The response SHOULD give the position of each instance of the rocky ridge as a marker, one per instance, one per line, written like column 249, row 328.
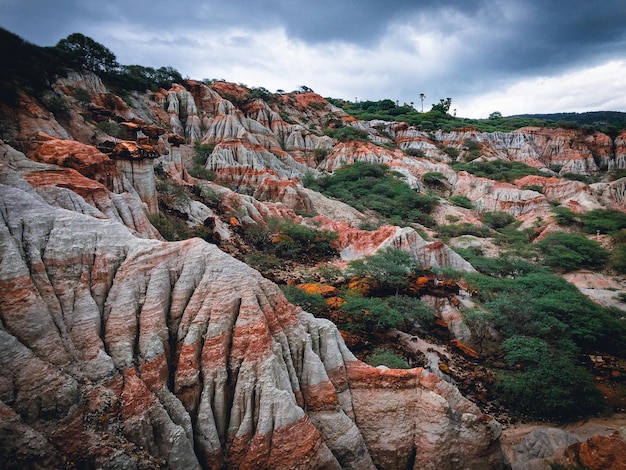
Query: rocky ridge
column 143, row 352
column 176, row 354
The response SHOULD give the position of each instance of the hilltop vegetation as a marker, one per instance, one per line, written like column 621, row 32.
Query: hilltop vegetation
column 529, row 328
column 439, row 117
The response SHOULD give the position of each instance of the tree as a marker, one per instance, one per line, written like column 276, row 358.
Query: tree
column 443, row 105
column 86, row 53
column 389, row 267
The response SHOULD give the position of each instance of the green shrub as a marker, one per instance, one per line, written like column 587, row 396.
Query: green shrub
column 173, row 193
column 549, row 386
column 384, row 357
column 368, row 186
column 564, row 216
column 618, row 259
column 413, row 310
column 170, row 228
column 312, row 303
column 263, row 262
column 603, row 221
column 347, row 133
column 533, row 187
column 389, row 267
column 434, row 178
column 548, row 307
column 369, row 314
column 577, row 177
column 465, row 228
column 296, row 240
column 569, row 252
column 497, row 219
column 462, row 201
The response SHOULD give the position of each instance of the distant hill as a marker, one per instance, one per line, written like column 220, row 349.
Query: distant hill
column 614, row 118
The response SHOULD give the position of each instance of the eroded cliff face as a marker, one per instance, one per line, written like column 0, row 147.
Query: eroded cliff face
column 119, row 352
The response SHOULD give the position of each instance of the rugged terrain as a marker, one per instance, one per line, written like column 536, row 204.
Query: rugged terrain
column 123, row 350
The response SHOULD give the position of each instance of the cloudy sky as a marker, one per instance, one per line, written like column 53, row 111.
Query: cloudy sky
column 512, row 56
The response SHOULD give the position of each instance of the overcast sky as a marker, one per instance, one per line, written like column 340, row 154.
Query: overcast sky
column 512, row 56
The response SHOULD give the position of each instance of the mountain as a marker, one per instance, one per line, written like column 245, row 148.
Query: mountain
column 145, row 234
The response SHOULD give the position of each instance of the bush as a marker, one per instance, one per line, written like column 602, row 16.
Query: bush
column 296, row 240
column 384, row 357
column 564, row 216
column 549, row 386
column 369, row 314
column 462, row 201
column 368, row 186
column 569, row 252
column 434, row 178
column 499, row 170
column 603, row 221
column 456, row 230
column 263, row 262
column 618, row 259
column 312, row 303
column 347, row 133
column 413, row 310
column 388, row 267
column 170, row 228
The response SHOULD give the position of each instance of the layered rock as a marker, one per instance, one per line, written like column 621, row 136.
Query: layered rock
column 117, row 350
column 106, row 194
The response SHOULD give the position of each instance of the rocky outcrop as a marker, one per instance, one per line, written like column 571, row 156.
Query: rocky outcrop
column 106, row 194
column 488, row 195
column 355, row 243
column 597, row 453
column 118, row 350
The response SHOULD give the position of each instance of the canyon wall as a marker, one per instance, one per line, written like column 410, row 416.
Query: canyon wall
column 122, row 352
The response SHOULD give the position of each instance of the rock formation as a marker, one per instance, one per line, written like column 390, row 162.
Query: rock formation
column 118, row 350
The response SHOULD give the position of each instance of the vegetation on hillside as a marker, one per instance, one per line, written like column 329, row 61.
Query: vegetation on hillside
column 530, row 326
column 375, row 187
column 439, row 117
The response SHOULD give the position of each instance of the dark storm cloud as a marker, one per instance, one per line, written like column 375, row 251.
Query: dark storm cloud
column 448, row 48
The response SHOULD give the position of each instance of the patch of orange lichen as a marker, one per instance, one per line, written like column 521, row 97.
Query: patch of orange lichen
column 318, row 288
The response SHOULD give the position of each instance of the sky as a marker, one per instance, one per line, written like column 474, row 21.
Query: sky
column 510, row 56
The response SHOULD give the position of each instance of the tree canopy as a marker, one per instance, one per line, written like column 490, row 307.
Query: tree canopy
column 84, row 52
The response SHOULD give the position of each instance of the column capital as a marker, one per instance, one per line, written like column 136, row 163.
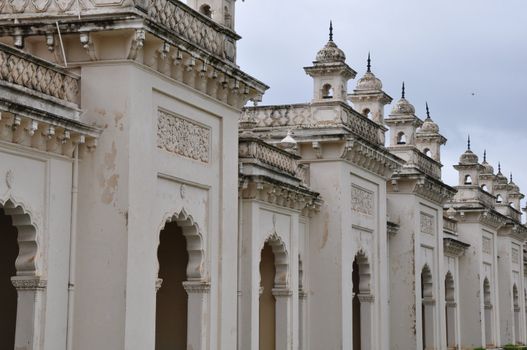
· · · · · · ·
• Directive: Express every line of the listing above as a JSON list of strings, one string per line, with blank lines omitted. Leave the pictures out of the result.

• Reply:
[
  "The response SHOULD give the position of each instance of the rocky ridge as a marker, one per instance, one per line, written like column 249, row 328.",
  "Query: rocky ridge",
  "column 143, row 352",
  "column 176, row 354",
  "The response SHOULD give the position of each instance of the hilltop vegetation as a marker, one per instance, one per line, written like column 621, row 32.",
  "Query: hilltop vegetation",
  "column 529, row 328",
  "column 439, row 117",
  "The response SHOULD give the position of each instance of the tree as a marker, one per instance, one per line, written like column 276, row 358.",
  "Query: tree",
  "column 443, row 105",
  "column 86, row 53",
  "column 389, row 267",
  "The response SHOULD give the position of each instance of the green shrub as a marker, one per instance, one per line, written like column 587, row 396.",
  "Query: green shrub",
  "column 173, row 193",
  "column 549, row 386",
  "column 384, row 357",
  "column 368, row 186",
  "column 564, row 216",
  "column 618, row 259",
  "column 413, row 310",
  "column 170, row 228",
  "column 312, row 303",
  "column 263, row 262",
  "column 603, row 221",
  "column 347, row 133",
  "column 533, row 187",
  "column 389, row 267",
  "column 434, row 178",
  "column 548, row 307",
  "column 369, row 314",
  "column 577, row 177",
  "column 465, row 228",
  "column 296, row 240",
  "column 569, row 252",
  "column 497, row 219",
  "column 462, row 201",
  "The response SHOULD give the position of each instance of the distant hill as a marker, one per instance, one per line, written like column 220, row 349.",
  "Query: distant hill",
  "column 614, row 118",
  "The response SHOULD give the position of each instance of the eroded cliff face as a marker, one per instance, one per line, written like column 0, row 147.",
  "Query: eroded cliff face",
  "column 119, row 352",
  "The response SHOULD give the position of each instance of the rugged terrain as a marker, one per instance, one per line, written like column 536, row 204.",
  "Query: rugged terrain",
  "column 123, row 350",
  "The response SHOULD give the position of each instance of the cloudy sky as a marker, one per instance, one per line, written like column 53, row 111.",
  "Query: cloudy sky",
  "column 512, row 56",
  "The response SHOULD give the position of each instance of the overcast sky as a marker, one per instance, one per line, written like column 340, row 154.",
  "Query: overcast sky",
  "column 512, row 56",
  "The response SHOULD give the position of each instance of the mountain as a marker, one per instance, one per line, written like column 245, row 148.",
  "Query: mountain",
  "column 145, row 234",
  "The response SHOULD give the position of each instance of the bush as a marker, one per instance, one per line, written like column 602, row 16.",
  "Query: bush",
  "column 296, row 240",
  "column 384, row 357",
  "column 564, row 216",
  "column 549, row 386",
  "column 369, row 314",
  "column 462, row 201",
  "column 368, row 186",
  "column 569, row 252",
  "column 434, row 178",
  "column 499, row 170",
  "column 603, row 221",
  "column 456, row 230",
  "column 263, row 262",
  "column 618, row 259",
  "column 312, row 303",
  "column 347, row 133",
  "column 413, row 310",
  "column 388, row 267",
  "column 170, row 228",
  "The response SHOULD give the position of each instance of the layered rock as a marker, one per instance, one per line, written like column 621, row 136.",
  "Query: layered rock",
  "column 117, row 350",
  "column 106, row 194",
  "The response SHOULD give the position of each instance of the rocky outcrop as a marker, one per instance, one per line, written like column 571, row 156.",
  "Query: rocky outcrop",
  "column 106, row 194",
  "column 488, row 195",
  "column 355, row 243",
  "column 597, row 453",
  "column 118, row 350",
  "The response SHOULD give the position of each instance of the canyon wall as a marker, one per instance, one per line, written like column 410, row 416.",
  "Query: canyon wall",
  "column 122, row 352",
  "The response SHOULD give the position of each instance of the rock formation as a marker, one per instance, one per line, written like column 390, row 162.",
  "Query: rock formation",
  "column 118, row 350",
  "The response SHOULD give the position of each instance of the vegetation on hillside as a marker, one per instance, one per line, written like column 329, row 61.",
  "Query: vegetation on hillside",
  "column 530, row 326",
  "column 375, row 187",
  "column 439, row 117",
  "The response SHOULD give the position of each instance of the dark storm cloud as a marker, one per instance, one per line, written like column 375, row 251.",
  "Query: dark storm cloud",
  "column 448, row 48",
  "The response SHOULD give the position of each instance of the patch of orange lichen as a marker, one per instance, one per line, written like column 521, row 97.",
  "Query: patch of orange lichen",
  "column 318, row 288",
  "The response SHOULD give the position of each instance of the sky as a marker, one per instance, one per line, written like column 474, row 21.",
  "Query: sky",
  "column 510, row 56",
  "The response SHOULD give the position of each instance of the tree canopy as a marker, one per instance, one per line, written like column 490, row 307.",
  "Query: tree canopy",
  "column 84, row 52",
  "The response SHOULD give the position of each instance of the column capital as a marker, one per instance, one per line, written like column 136, row 163."
]